> _Data_:
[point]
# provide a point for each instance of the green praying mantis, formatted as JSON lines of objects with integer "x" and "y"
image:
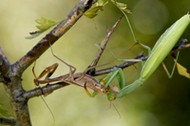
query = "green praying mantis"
{"x": 159, "y": 52}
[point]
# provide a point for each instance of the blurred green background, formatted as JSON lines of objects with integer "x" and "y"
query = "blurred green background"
{"x": 159, "y": 102}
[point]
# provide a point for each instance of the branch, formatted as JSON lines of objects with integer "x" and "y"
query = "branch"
{"x": 49, "y": 88}
{"x": 53, "y": 35}
{"x": 7, "y": 121}
{"x": 4, "y": 67}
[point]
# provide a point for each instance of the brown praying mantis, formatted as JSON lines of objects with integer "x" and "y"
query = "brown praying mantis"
{"x": 82, "y": 79}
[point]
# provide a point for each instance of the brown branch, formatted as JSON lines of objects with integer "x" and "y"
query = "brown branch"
{"x": 11, "y": 74}
{"x": 91, "y": 67}
{"x": 4, "y": 67}
{"x": 7, "y": 121}
{"x": 53, "y": 35}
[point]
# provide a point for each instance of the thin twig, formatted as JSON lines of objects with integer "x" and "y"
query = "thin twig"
{"x": 53, "y": 35}
{"x": 4, "y": 67}
{"x": 102, "y": 47}
{"x": 7, "y": 121}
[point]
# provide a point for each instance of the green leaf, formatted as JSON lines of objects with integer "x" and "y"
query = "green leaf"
{"x": 183, "y": 71}
{"x": 121, "y": 6}
{"x": 4, "y": 111}
{"x": 43, "y": 24}
{"x": 98, "y": 6}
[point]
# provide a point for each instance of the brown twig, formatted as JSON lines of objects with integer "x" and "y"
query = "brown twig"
{"x": 11, "y": 74}
{"x": 91, "y": 67}
{"x": 7, "y": 121}
{"x": 53, "y": 35}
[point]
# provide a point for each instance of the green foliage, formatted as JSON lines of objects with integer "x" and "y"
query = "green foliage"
{"x": 98, "y": 6}
{"x": 43, "y": 24}
{"x": 4, "y": 111}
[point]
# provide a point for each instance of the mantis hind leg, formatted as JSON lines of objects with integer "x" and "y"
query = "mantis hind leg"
{"x": 170, "y": 74}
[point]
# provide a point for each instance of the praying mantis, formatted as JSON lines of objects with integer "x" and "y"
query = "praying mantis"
{"x": 159, "y": 52}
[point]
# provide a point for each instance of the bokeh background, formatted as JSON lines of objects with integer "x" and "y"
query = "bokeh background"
{"x": 159, "y": 102}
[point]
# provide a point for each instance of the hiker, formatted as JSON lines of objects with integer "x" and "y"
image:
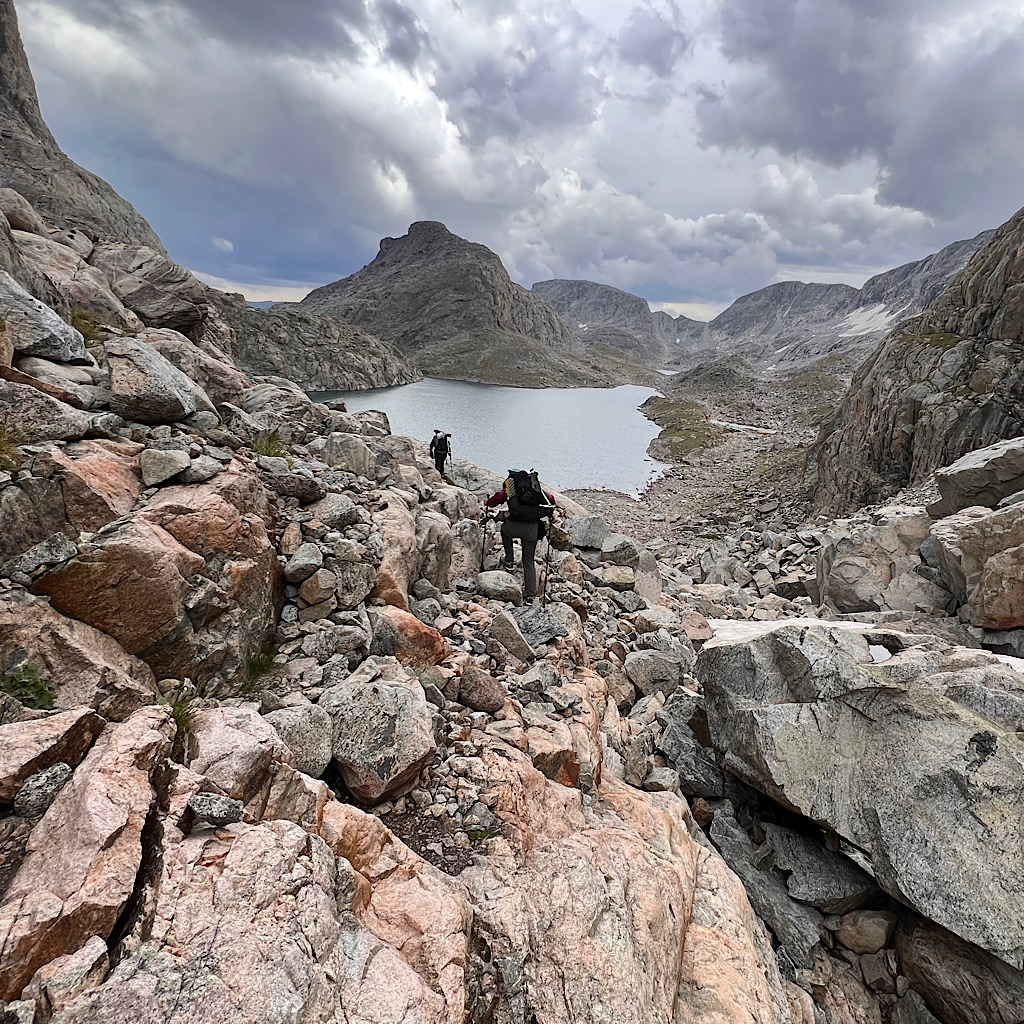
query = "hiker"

> _Problem description_:
Find all the lines with "hiker" in the data and copy them.

> _Output below_:
# provide a point for each instance of the hiker, formatted as JSON lines of objects with integer "x" and "y"
query = "hiker"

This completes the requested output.